===== DATA RECORDS =====

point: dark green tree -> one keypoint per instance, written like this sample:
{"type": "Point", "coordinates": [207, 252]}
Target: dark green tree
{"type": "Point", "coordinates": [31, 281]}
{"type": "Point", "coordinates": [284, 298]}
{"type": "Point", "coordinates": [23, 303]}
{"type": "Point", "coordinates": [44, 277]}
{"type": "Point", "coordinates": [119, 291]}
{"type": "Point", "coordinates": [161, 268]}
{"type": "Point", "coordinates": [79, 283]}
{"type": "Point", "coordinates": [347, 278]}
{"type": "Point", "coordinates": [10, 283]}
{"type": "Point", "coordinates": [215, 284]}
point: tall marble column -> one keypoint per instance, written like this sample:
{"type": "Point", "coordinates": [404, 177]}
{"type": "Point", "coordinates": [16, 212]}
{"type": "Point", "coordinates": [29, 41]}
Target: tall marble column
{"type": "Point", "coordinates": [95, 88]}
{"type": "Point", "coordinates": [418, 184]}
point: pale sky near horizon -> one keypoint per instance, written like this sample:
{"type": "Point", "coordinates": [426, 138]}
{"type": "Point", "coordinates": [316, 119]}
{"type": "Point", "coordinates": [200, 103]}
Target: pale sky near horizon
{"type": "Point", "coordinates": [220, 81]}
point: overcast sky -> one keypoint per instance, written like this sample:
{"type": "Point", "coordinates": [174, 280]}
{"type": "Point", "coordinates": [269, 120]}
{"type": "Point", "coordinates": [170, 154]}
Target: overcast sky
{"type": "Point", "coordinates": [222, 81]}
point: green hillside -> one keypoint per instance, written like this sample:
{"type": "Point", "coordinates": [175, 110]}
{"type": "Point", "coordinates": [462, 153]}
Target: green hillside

=====

→ **WHAT IS ASKED**:
Rewrite all the lines above, replacing "Target" with "Object" everywhere it appears and leaving everything else unchanged.

→ **THE COMPLETED TASK**:
point: dark green tree -> one keypoint per instance, written like this sample:
{"type": "Point", "coordinates": [207, 252]}
Object: dark green tree
{"type": "Point", "coordinates": [31, 281]}
{"type": "Point", "coordinates": [284, 298]}
{"type": "Point", "coordinates": [23, 303]}
{"type": "Point", "coordinates": [44, 277]}
{"type": "Point", "coordinates": [119, 291]}
{"type": "Point", "coordinates": [161, 268]}
{"type": "Point", "coordinates": [79, 283]}
{"type": "Point", "coordinates": [347, 278]}
{"type": "Point", "coordinates": [10, 283]}
{"type": "Point", "coordinates": [215, 284]}
point: tall marble column -> one keypoint per instance, written like this sample:
{"type": "Point", "coordinates": [404, 177]}
{"type": "Point", "coordinates": [16, 212]}
{"type": "Point", "coordinates": [29, 41]}
Object: tall marble column
{"type": "Point", "coordinates": [95, 88]}
{"type": "Point", "coordinates": [418, 184]}
point: pale sky near horizon -> one keypoint per instance, written like this sample:
{"type": "Point", "coordinates": [426, 138]}
{"type": "Point", "coordinates": [316, 119]}
{"type": "Point", "coordinates": [200, 103]}
Object: pale sky near horizon
{"type": "Point", "coordinates": [220, 81]}
point: overcast sky -> one keypoint per instance, written like this sample:
{"type": "Point", "coordinates": [174, 280]}
{"type": "Point", "coordinates": [269, 120]}
{"type": "Point", "coordinates": [170, 154]}
Object: overcast sky
{"type": "Point", "coordinates": [222, 81]}
point: green hillside -> one keypoint per instance, written like this sample:
{"type": "Point", "coordinates": [175, 110]}
{"type": "Point", "coordinates": [462, 153]}
Object: green hillside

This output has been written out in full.